Fonte: Folha de São Paulo/Cotidiano
27/05/07
Até que ponto existe relação entre o abuso da bebida e a publicidade? A resposta está em duas pesquisas inéditas
PELO MENOS 25% dos brasileiros consomem bebida exageradamente, segundo informa estudo, ainda inédito, patrocinado pela Senad (Secretaria Nacional Antidrogas). É a primeira pesquisa sobre consumo de álcool realizada por domicílio.
Esse dado ajuda a esclarecer por que ocorrem tantos acidentes, doenças e mortes associadas ao consumo de álcool. Fica, então, a pergunta: até que ponto existe relação entre o abuso da bebida e a publicidade? A resposta a essa questão está em mais duas pesquisas também inéditas.
Selecionado pela Universidade Federal de São Paulo, um grupo de 282 adolescentes foi submetido à observação de diferentes propagandas de cerveja. Os pesquisadores, comandados pela psiquiatra Ilana Pinsky, estavam interessados em saber como aquelas mensagens eram percebidas. Nenhum dos entrevistados sabia o verdadeiro propósito da experiência. De posse das respostas, a psiquiatra Ilana Pinsky analisou quantas proibições contidas na auto-regulamentação feita, portanto, pelos próprios publicitários para os comerciais de cerveja seriam desrespeitadas. "Quase todas", afirma ela, ao analisar não apenas o que os adolescentes pensavam mas também o que sentiam, traduzindo a linguagem subliminar dos anúncios.
Uma das regras da auto-regulamentação é evitar o erotismo. Nem precisaria uma sessão pilotada por especialistas em saúde mental para desconfiar de que a atriz Juliana Paes, apresentada nos comerciais de cerveja como "a boa", não aparece como uma sóbria professora ensinando seus alunos em uma sala de aula. "A auto-regulamentação não funciona", opina Ilana. A propaganda, porém, funciona e muito bem. Em outra pesquisa, ela detectou que, em determinada parcela dos entrevistados, as imagens estimularam o consumo abusivo. "Quem já bebia sentiu-se estimulado a beber mais."
Tais resultados dão uma pista da complexidade da luta para reduzir os riscos associados ao álcool, e a genialidade publicitária é um dos ingredientes que contribuem para que essa seja uma das mais difíceis batalhas da saúde pública. A razão dessa dificuldade não são apenas as bilionárias verbas envolvidas na indústria da bebida, das quais nós, dos meios de comunicação, aliás, somos beneficiários, sem contar seu patrocínio a campanhas eleitorais. Muitas das batalhas pela saúde pública foram movidas por consensos ou enormes apoios populares. Assim se implantou o uso do cinto de segurança e disseminaram- se práticas como o aleitamento materno, o uso do sal de reidratração oral, da vacina Sabin e da camisinha, entre muitas outras. Mesmo o tabagismo é mais fácil de combater, porque já se difundiu a informação de sua relação com o câncer. O risco de alguém se viciar rapidamente é enorme.

□ □ □ □ □ □ □

### INSTRUÇÕES DA TAREFA
Responda às perguntas abaixo com base no texto sobre álcool e publicidade.
1. Segundo o estudo patrocinado pela Senad, pelo menos que porcentagem dos brasileiros consome bebida exageradamente?
2. Quantos adolescentes compunham o grupo selecionado pela Universidade Federal de São Paulo?
3. Qual regra da auto-regulamentação o texto menciona?

### DADOS APRESENTADOS
□ □ □ □ □ □ □

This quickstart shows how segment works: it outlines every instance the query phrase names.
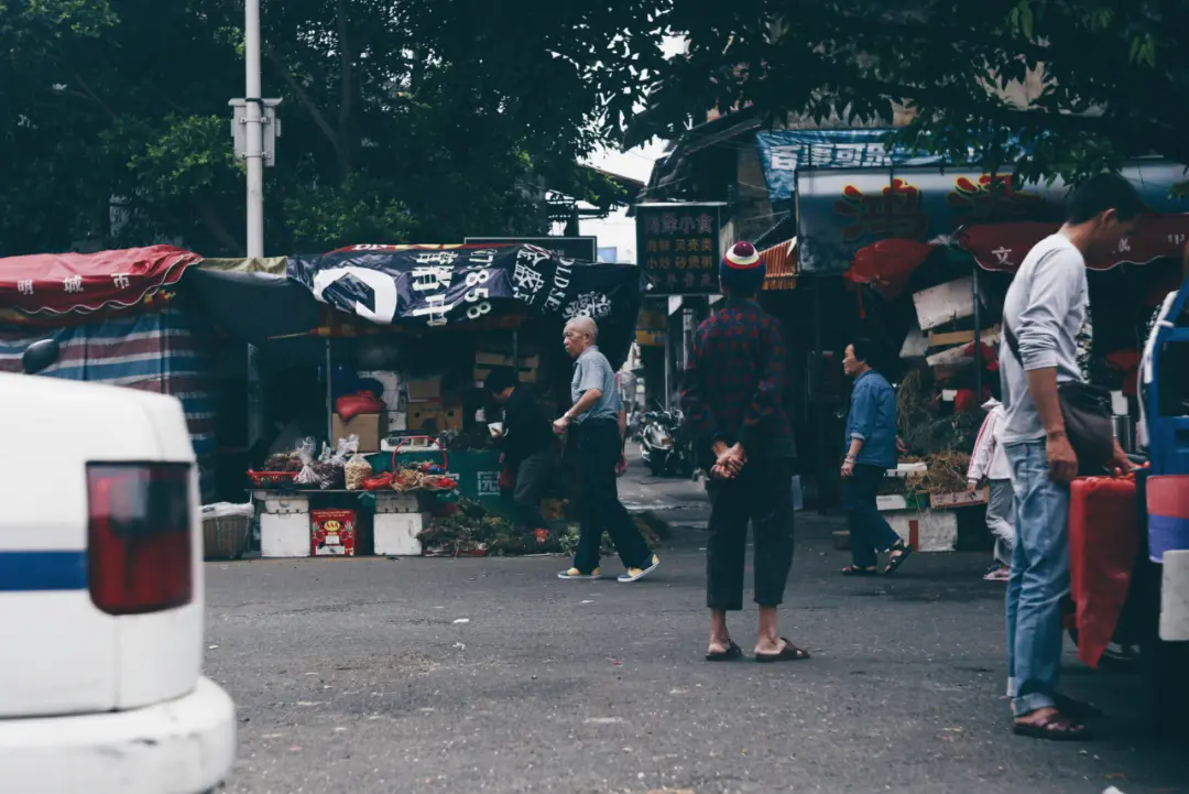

□ □ □ □ □ □ □

### RESPOSTA DA TAREFA
1. Pelo menos 25%.
2. 282 adolescentes.
3. Evitar o erotismo.